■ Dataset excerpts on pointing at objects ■
---

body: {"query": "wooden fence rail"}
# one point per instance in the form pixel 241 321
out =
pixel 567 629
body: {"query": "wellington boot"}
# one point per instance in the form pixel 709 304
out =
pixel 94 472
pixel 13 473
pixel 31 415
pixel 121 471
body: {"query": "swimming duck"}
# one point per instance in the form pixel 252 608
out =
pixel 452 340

---

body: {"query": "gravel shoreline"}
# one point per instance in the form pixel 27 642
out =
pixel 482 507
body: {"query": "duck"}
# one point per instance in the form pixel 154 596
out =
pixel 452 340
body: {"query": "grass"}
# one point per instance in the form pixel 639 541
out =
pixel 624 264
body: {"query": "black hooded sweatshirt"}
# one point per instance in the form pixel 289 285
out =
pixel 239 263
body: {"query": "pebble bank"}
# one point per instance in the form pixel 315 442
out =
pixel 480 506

---

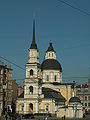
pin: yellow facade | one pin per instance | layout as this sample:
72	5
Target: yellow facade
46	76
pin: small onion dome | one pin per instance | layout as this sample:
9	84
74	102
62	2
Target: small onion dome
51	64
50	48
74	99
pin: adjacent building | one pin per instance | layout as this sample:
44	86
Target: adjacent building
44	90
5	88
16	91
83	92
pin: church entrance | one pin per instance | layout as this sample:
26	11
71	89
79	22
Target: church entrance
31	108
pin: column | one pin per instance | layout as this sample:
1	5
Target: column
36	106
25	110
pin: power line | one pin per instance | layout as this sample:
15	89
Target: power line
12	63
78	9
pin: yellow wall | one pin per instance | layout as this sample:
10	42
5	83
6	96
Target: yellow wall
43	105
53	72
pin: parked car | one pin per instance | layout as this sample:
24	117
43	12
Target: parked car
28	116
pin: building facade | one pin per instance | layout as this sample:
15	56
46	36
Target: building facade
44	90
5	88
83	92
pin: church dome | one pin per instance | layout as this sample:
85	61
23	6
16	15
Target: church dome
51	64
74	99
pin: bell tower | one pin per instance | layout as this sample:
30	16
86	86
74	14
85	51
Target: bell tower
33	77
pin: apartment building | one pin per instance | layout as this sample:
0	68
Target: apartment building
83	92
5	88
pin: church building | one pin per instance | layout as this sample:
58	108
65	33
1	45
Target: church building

---

■ TASK ■
Extract everything from the line containing "pin: building facade" down to the line containing "Target: church building", both included, and reproduce those lines unchanged.

■ OUTPUT BELOW ■
pin: building facade | one pin per instance | layout as this sample:
15	56
46	36
Target: building facade
44	90
5	88
83	92
pin: church dome | one pin per instance | layout as this sample:
85	61
23	6
16	15
Target: church dome
51	64
74	99
pin: bell tower | one pin per instance | layout as this sample:
30	16
86	86
74	14
85	51
Target: bell tower
33	77
pin: apartment building | one pin per instance | layout as this sample:
0	68
Target: apartment building
83	92
5	88
pin: church building | one pin per instance | layout as this sample:
58	108
65	33
1	45
Target: church building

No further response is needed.